**PAGE TEXT:**

◇ ◇ ◇

In this work, by adopting a new concept of the interfacial gating effect from a lightly doped silicon (Si)/silicon dioxide (${\mathrm{SiO}}_2$) interface, we successfully bridge the gap between ultrafast response and ultrasensitivity in a graphene-based photodetector. This device architecture separates the photoexcited electron–hole pairs with an intrinsic self-built electric field at the $\mathrm{Si}/{\mathrm{SiO}}_2$ interface, and in turn the accumulated charges at the interface gate the graphene and introduce a high gain in photoresponse by taking advantage of the high mobility of graphene. This charge-transfer-free strategy with fast accumulation of the photoexcited carrier at the interface ensures a fast response of the photocurrent at the graphene channel. Moreover, the current device structure does not require a complicated fabrication process and is fully compatible with silicon technology.

2. DEVICE FABRICATION AND METHODS

A. Device Fabrication

Monolayer graphene samples are mechanically exfoliated from highly oriented pyrolytic graphite and deposited on lightly p-doped Si substrate that is terminated with 300 nm of ${\mathrm{SiO}}_2$. Source and drain electrodes (5 nm Ni adhesion layer, followed by a 50 nm Au capping layer) are defined using electron beam lithography (FEI, FP2031/12 INSPECT F50) and deposited by thermal evaporation (TPRE-Z20-IV). More than 10 devices are fabricated, and all of them show very good photoresponse behavior. In addition, other control devices on 300 nm ${\mathrm{SiO}}_2/\text{heavily}$ doped Si, and lightly doped Si covered by ${\mathrm{SiO}}_2$ with different thicknesses or 30 nm ${\mathrm{Al}}_2{\mathrm{O}}_3$ are also fabricated. The ${\mathrm{Al}}_2{\mathrm{O}}_3$ layer is deposited using atomic layer deposition (Sunaletmr-100).

◇ ◇ ◇

**RECORDED INFORMATION:**

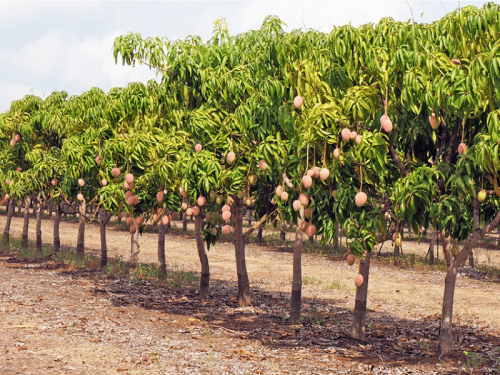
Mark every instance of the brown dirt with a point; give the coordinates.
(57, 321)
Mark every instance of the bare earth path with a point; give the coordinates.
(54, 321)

◇ ◇ ◇

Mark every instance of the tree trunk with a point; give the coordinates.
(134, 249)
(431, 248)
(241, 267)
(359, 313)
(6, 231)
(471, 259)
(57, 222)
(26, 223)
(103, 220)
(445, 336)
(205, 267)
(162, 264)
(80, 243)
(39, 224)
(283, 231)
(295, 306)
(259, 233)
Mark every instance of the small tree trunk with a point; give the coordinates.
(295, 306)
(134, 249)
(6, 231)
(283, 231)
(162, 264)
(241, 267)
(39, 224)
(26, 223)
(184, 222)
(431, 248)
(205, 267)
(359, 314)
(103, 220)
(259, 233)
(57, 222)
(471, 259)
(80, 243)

◇ ◇ ◇

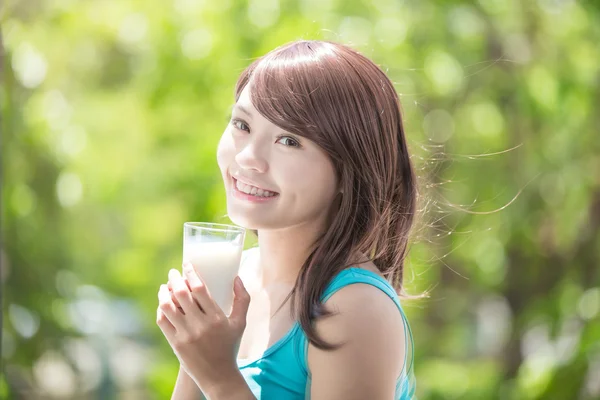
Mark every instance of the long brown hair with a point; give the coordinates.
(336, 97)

◇ ◇ ◇

**REQUIRED WORK:** Substitute "electron beam evaporation" for "thermal evaporation" and give the passage of the graphene photodetector text between "2. DEVICE FABRICATION" and "layer deposition (Sunaletmr-100).", inclusive.

**WRITTEN RESPONSE:**
2. DEVICE FABRICATION AND METHODS

A. Device Fabrication

Monolayer graphene samples are mechanically exfoliated from highly oriented pyrolytic graphite and deposited on lightly p-doped Si substrate that is terminated with 300 nm of ${\mathrm{SiO}}_2$. Source and drain electrodes (5 nm Ni adhesion layer, followed by a 50 nm Au capping layer) are defined using electron beam lithography (FEI, FP2031/12 INSPECT F50) and deposited by electron beam evaporation (TPRE-Z20-IV). More than 10 devices are fabricated, and all of them show very good photoresponse behavior. In addition, other control devices on 300 nm ${\mathrm{SiO}}_2/\text{heavily}$ doped Si, and lightly doped Si covered by ${\mathrm{SiO}}_2$ with different thicknesses or 30 nm ${\mathrm{Al}}_2{\mathrm{O}}_3$ are also fabricated. The ${\mathrm{Al}}_2{\mathrm{O}}_3$ layer is deposited using atomic layer deposition (Sunaletmr-100).